───── Supplied material

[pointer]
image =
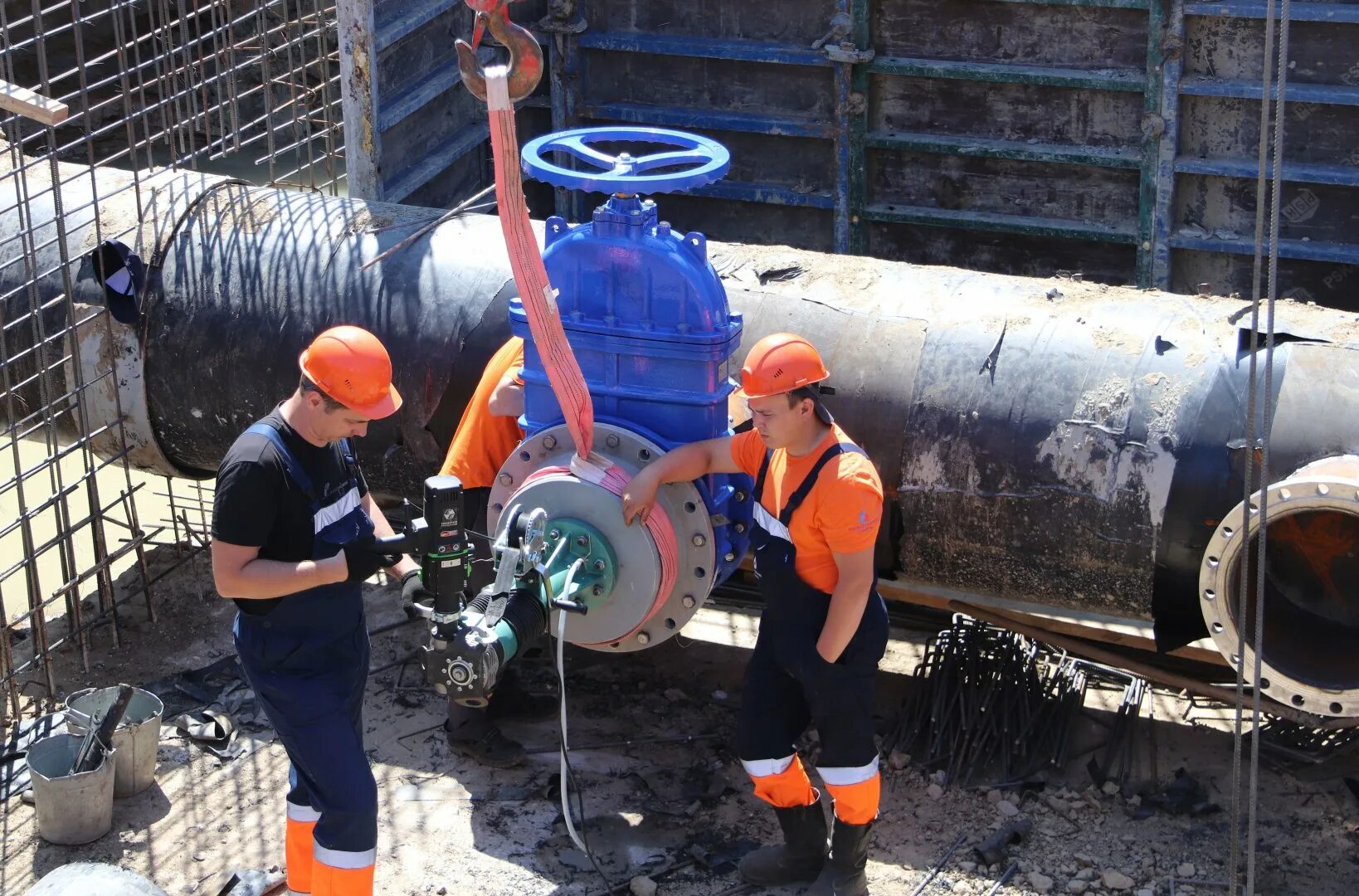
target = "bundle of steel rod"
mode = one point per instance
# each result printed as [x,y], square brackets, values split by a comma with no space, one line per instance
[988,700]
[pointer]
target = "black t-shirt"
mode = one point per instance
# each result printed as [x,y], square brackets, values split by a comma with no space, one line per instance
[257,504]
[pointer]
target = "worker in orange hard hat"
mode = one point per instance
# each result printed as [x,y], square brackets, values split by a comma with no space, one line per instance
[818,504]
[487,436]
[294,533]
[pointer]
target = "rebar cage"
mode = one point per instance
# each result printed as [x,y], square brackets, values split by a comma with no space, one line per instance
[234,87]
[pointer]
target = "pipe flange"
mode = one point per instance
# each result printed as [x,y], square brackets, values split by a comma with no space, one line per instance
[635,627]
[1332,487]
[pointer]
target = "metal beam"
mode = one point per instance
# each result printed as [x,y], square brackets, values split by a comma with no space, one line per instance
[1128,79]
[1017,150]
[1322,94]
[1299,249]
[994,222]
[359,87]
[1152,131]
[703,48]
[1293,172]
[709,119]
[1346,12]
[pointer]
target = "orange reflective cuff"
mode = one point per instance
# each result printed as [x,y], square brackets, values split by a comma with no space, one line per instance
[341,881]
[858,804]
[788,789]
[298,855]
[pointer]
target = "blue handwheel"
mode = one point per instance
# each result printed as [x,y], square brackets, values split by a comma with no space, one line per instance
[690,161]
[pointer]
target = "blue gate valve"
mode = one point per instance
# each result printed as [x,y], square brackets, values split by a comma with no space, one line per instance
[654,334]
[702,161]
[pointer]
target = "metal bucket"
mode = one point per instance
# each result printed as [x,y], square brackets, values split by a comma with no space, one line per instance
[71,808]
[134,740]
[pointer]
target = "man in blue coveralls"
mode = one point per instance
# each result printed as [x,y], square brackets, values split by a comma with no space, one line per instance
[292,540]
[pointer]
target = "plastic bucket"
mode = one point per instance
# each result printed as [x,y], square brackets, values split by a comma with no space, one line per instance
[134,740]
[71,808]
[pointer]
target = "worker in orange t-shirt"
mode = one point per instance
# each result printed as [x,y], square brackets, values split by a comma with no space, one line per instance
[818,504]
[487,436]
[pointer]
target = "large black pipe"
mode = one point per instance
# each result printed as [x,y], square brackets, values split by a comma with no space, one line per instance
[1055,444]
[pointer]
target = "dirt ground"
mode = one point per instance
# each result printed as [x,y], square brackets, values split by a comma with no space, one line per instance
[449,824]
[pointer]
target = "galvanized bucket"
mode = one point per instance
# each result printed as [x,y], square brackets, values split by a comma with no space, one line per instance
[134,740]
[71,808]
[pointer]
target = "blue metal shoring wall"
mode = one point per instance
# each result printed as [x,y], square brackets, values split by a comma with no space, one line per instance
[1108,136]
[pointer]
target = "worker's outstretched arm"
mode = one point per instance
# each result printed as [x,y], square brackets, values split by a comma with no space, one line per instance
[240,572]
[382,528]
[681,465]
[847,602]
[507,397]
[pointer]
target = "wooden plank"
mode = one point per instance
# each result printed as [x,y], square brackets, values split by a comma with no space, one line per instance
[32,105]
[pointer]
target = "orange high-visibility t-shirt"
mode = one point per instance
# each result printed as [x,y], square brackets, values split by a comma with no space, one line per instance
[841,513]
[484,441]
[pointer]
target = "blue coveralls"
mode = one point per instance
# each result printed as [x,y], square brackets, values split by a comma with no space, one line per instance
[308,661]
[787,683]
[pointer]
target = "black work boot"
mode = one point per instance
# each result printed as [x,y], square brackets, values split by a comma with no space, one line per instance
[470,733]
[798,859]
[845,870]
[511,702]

──────────
───── Supplied material

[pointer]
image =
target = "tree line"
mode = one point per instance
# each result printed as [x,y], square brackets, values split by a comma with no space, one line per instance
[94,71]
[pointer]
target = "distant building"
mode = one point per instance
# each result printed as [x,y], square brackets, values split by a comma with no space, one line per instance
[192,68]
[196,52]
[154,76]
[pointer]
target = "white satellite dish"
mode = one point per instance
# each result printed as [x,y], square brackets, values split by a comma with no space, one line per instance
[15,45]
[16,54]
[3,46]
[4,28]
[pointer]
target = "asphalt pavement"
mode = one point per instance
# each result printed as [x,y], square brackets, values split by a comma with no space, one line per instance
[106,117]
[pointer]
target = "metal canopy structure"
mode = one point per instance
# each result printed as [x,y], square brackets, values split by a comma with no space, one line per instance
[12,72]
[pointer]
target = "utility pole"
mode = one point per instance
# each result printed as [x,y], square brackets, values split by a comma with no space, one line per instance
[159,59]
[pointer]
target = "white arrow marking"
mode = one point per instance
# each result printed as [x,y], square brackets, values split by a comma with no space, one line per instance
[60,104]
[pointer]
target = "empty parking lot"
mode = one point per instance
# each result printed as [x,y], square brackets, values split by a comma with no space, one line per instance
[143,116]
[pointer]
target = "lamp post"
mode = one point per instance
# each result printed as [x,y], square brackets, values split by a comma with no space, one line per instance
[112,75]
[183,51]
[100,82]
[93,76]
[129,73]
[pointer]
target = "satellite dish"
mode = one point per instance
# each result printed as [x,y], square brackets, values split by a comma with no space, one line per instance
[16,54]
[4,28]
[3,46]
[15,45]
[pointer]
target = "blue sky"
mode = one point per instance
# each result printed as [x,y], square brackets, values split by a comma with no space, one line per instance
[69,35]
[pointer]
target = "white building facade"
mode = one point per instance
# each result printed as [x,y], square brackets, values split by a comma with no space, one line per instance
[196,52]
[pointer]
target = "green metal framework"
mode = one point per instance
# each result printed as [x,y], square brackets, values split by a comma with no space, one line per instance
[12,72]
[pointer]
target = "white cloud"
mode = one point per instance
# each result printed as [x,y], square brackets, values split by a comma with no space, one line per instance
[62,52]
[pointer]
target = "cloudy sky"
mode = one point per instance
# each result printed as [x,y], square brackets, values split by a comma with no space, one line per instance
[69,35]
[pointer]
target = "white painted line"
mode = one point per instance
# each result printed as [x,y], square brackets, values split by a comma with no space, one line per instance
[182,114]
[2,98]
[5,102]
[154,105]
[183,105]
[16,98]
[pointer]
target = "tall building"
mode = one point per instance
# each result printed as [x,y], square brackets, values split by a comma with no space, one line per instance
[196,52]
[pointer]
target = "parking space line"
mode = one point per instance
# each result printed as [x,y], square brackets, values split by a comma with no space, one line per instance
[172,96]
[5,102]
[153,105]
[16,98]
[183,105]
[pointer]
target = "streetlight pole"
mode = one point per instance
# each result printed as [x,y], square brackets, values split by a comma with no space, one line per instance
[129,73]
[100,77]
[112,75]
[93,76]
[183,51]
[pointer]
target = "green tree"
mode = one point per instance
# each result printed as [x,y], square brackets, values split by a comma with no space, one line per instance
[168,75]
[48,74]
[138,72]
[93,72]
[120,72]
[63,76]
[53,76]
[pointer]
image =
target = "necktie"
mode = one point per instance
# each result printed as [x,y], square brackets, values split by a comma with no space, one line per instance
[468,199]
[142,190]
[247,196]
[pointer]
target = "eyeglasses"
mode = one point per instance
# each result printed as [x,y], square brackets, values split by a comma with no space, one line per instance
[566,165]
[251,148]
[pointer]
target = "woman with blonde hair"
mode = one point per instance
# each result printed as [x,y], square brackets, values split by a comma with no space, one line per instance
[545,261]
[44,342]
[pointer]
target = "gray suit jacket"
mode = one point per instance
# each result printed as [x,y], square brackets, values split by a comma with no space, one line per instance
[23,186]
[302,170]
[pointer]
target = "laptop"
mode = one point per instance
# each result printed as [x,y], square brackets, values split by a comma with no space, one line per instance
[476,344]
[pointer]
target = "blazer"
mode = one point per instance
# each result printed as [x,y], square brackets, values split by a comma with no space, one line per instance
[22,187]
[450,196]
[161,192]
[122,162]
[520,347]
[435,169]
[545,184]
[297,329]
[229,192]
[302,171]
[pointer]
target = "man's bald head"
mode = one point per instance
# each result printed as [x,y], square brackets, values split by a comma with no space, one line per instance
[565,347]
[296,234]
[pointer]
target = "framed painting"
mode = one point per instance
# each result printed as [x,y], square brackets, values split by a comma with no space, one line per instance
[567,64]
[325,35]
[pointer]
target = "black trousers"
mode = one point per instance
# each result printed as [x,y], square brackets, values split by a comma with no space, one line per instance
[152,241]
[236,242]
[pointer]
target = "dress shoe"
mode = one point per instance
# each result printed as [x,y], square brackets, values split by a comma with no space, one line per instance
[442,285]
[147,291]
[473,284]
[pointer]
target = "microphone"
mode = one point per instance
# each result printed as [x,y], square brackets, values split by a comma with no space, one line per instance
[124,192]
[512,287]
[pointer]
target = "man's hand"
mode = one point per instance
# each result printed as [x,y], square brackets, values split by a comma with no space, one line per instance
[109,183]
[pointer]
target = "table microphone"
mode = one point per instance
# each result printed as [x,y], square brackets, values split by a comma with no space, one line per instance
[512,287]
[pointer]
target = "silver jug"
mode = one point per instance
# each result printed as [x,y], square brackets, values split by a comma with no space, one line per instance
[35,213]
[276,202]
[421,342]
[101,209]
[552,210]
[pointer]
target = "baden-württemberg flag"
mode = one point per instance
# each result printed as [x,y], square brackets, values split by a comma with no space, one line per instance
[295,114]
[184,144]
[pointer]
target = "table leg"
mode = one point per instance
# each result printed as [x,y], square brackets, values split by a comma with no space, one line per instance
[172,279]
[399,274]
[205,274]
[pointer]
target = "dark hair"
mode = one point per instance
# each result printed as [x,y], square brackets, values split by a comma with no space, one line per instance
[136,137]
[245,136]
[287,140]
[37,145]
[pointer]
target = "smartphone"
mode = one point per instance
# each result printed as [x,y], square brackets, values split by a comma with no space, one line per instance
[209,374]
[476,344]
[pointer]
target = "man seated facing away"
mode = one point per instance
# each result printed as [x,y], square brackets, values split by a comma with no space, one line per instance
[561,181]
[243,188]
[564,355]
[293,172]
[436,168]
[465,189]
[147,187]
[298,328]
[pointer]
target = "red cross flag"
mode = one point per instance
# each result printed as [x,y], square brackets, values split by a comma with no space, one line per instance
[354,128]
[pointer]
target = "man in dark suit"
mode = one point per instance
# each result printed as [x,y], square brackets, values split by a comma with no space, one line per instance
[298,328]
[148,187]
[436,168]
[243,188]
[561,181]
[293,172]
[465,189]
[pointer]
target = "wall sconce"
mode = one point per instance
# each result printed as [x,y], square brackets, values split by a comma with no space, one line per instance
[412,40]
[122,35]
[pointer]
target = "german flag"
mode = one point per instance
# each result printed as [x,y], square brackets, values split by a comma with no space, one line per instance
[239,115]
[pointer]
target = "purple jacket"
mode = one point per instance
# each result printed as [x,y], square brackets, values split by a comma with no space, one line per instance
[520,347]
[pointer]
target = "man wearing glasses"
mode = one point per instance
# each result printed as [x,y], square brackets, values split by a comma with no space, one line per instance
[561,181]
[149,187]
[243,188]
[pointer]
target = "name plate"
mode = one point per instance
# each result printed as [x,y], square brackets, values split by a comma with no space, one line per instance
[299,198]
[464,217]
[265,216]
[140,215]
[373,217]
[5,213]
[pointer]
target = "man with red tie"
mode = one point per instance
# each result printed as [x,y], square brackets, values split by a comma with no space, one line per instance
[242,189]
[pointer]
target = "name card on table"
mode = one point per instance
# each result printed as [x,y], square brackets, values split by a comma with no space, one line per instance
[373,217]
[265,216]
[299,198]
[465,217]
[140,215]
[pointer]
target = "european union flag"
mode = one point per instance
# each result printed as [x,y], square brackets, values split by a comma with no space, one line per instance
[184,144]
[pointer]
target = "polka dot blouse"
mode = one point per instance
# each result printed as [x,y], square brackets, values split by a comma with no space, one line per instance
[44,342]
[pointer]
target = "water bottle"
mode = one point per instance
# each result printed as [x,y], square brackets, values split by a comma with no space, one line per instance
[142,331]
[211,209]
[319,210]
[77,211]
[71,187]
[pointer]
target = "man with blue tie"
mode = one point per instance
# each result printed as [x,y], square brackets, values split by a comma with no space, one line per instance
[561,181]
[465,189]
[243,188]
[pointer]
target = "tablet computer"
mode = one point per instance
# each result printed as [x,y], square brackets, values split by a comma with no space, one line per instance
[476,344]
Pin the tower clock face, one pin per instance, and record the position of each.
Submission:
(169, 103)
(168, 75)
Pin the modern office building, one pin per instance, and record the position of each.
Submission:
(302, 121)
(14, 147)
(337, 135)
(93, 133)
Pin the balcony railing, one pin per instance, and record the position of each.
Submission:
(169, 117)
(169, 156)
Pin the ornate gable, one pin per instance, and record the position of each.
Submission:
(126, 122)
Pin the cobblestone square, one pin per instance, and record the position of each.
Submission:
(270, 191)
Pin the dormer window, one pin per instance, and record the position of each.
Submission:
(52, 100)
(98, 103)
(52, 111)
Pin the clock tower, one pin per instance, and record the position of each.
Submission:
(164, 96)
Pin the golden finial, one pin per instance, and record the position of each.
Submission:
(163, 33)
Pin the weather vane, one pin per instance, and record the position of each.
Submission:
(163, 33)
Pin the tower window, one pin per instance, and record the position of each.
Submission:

──────────

* **Assigned task**
Where the string "wall" appears in a line of the entries above, return that line.

* **Your response**
target = "blue metal shoring wall"
target = "wall sconce"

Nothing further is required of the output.